Please update the part of the records that opens with the line containing "Segment each target" and closes with the line containing "positive clicks: (21, 64)", changing "refine" to "correct" and leaving everything else as it is.

RECORDS below:

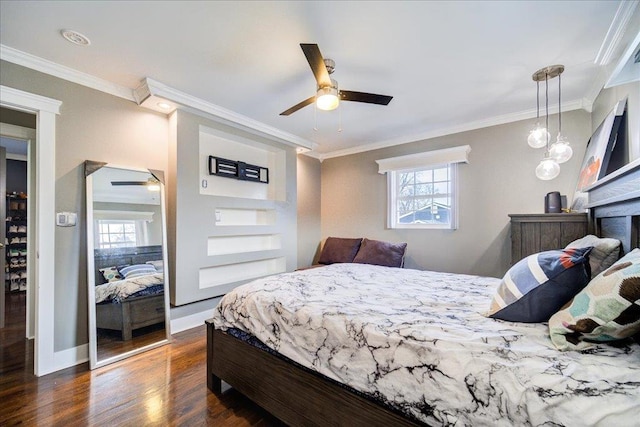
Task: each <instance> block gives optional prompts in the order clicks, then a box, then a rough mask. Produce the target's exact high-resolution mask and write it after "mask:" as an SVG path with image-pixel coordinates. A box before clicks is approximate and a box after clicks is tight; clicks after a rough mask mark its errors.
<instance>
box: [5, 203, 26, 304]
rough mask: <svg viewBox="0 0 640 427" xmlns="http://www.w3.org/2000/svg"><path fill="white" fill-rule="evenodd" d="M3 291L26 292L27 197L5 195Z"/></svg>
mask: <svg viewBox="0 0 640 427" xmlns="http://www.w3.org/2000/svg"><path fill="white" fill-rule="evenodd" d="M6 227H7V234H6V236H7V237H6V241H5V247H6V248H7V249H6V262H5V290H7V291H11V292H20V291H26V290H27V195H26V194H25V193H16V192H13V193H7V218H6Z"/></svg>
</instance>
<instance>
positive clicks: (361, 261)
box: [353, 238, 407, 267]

End of RECORDS.
RECORDS below:

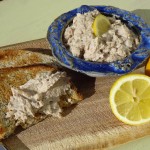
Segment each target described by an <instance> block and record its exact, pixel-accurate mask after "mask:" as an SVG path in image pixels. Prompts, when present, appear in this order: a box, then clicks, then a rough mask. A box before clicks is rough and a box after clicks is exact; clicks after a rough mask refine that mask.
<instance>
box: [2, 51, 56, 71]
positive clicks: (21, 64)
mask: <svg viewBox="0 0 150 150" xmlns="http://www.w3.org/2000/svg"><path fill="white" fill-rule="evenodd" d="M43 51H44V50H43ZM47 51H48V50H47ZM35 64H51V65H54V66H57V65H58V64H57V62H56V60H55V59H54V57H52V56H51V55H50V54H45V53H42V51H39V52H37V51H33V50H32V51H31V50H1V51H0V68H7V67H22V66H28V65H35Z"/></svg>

End of RECORDS.

### SOLUTION:
Segment each target described by an <instance> block and record its exact, pixel-accurate mask after "mask:" as an SVG path in image pixels. Prompts, when present, appear in this order: a box, then clicks, then a rough mask. A box before clicks is rough and a box after clicks is exact; clicks after a rough mask correct that mask.
<instance>
box: [2, 51, 56, 71]
positive clicks: (21, 64)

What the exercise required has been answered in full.